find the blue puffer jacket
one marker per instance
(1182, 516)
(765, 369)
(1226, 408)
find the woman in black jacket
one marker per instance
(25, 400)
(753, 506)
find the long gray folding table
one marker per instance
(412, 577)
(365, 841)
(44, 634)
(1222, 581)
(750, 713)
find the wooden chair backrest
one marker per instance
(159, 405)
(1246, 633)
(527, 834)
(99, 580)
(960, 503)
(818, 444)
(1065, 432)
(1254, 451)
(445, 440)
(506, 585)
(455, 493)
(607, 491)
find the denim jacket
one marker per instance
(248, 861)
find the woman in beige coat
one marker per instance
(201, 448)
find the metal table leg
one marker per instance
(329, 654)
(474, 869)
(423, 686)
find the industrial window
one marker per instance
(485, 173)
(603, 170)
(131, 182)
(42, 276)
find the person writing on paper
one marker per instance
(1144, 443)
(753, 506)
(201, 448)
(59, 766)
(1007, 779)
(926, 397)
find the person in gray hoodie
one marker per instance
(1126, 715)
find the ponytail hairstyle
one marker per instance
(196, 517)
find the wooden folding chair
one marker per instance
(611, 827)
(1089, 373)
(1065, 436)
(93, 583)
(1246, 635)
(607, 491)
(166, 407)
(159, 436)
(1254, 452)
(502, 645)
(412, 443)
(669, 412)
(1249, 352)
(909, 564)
══════════════════════════════
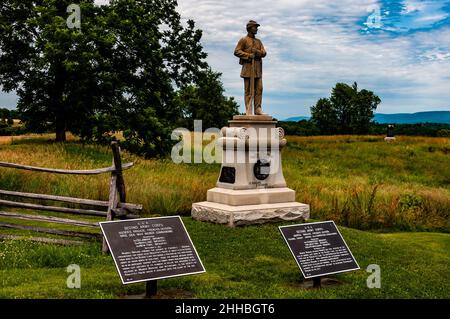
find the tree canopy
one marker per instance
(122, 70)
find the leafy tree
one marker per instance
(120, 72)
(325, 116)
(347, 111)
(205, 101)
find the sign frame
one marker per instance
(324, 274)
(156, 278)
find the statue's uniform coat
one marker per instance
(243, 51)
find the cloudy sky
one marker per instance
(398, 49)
══════════════════════════════
• [Given request]: Render the records as a Markdown table with the columns "Row" and "Entry." Start with the line containing "find the industrial window" and go on through the line containing "(1126, 715)", numbering each line and leaving out any blank lines.

• [Result for this task]:
| Row | Entry |
|---|---|
| 1 | find the industrial window |
| 2 | one marker per instance |
| 3 | (485, 173) |
| 4 | (603, 170) |
| 5 | (131, 182) |
| 6 | (42, 276) |
| 7 | find the person writing on paper |
| 8 | one marker per instance |
| 9 | (1144, 443) |
| 10 | (753, 506) |
| 11 | (201, 448) |
| 12 | (59, 766) |
| 13 | (1007, 779) |
| 14 | (926, 397) |
| 15 | find the person in gray hoodie |
| 16 | one marker per instance |
| 17 | (1126, 715) |